THE REQUEST: How many lines in the material below contain the string "porch", matching case exactly? Reply with the number alone.

Pointing dataset excerpts:

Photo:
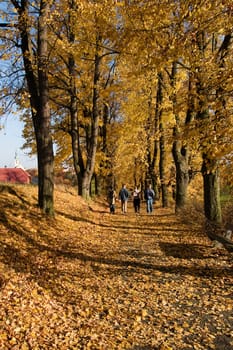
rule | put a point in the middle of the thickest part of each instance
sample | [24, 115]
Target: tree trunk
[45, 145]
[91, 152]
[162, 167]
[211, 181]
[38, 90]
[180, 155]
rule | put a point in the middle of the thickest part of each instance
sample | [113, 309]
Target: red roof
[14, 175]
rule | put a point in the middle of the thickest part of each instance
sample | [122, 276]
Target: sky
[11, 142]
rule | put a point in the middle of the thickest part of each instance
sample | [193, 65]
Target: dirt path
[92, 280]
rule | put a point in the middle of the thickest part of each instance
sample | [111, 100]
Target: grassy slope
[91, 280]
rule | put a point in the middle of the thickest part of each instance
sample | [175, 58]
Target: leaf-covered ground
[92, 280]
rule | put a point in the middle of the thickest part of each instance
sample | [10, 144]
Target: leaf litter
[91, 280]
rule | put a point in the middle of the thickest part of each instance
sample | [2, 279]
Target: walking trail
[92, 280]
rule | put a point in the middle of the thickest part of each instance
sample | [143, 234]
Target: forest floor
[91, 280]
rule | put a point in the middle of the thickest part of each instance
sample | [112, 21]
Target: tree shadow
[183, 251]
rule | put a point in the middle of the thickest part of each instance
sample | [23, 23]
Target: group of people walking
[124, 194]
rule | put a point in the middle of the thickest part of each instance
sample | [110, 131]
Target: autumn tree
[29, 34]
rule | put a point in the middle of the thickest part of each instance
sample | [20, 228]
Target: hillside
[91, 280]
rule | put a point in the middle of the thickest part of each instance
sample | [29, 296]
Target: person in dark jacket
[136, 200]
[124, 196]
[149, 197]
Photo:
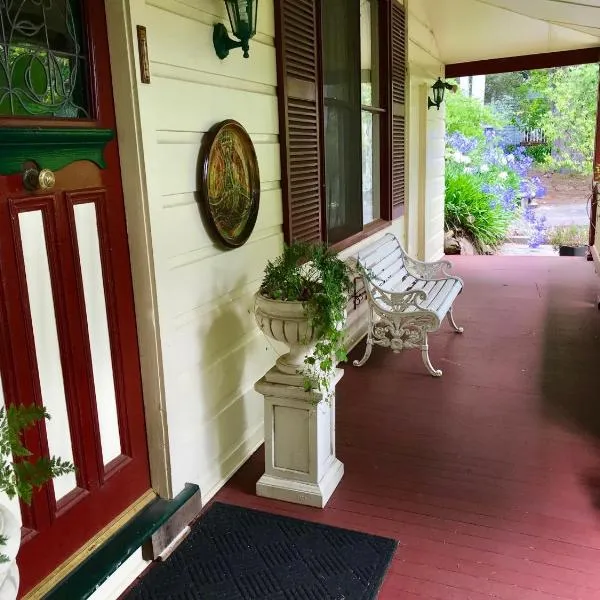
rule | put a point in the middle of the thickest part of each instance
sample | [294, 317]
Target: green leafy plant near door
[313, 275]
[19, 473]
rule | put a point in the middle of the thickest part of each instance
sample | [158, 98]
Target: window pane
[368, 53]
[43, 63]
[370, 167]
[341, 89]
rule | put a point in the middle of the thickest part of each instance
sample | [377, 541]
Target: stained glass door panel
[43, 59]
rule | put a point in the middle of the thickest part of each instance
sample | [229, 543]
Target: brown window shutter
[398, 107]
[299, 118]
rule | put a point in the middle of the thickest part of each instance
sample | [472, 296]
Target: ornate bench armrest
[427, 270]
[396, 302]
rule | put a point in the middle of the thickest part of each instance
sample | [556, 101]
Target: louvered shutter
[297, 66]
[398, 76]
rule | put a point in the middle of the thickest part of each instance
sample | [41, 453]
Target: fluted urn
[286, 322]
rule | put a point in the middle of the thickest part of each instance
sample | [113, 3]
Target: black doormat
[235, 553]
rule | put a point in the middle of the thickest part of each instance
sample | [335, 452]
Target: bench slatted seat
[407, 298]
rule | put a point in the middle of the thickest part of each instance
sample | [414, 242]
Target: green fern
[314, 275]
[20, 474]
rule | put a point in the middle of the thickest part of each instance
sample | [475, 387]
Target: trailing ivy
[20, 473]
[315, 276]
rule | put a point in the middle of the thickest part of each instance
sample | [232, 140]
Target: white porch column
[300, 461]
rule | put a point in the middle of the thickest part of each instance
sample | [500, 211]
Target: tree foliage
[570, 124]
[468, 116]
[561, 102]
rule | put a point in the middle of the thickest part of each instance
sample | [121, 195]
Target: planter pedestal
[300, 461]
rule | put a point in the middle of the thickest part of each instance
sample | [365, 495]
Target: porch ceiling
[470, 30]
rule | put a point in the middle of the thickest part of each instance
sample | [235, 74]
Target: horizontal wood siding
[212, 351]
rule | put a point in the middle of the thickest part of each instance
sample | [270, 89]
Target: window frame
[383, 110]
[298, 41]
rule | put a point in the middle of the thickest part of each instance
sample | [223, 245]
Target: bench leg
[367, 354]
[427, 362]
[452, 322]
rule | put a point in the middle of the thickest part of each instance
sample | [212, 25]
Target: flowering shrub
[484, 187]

FINAL ANSWER: 2